* **DESCRIPTION OF THE TASK**: Write out all of the lines below again, requests included, and raise every polygon coordinate in the answers by 133.

## Begin SUPPLIED DATA

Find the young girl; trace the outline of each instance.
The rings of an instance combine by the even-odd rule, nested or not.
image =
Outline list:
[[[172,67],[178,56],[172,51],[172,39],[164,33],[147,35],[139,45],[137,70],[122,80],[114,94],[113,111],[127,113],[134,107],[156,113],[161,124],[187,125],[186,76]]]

## End SUPPLIED DATA

* **FINAL RESULT**:
Find the young girl; trace the outline of each instance.
The rings of an instance combine by the even-odd rule, nested or not.
image =
Outline list:
[[[305,200],[311,189],[305,184],[305,172],[297,166],[280,168],[272,178],[270,203],[255,213],[247,227],[246,244],[260,246],[267,240],[289,246],[294,257],[320,258],[319,209]]]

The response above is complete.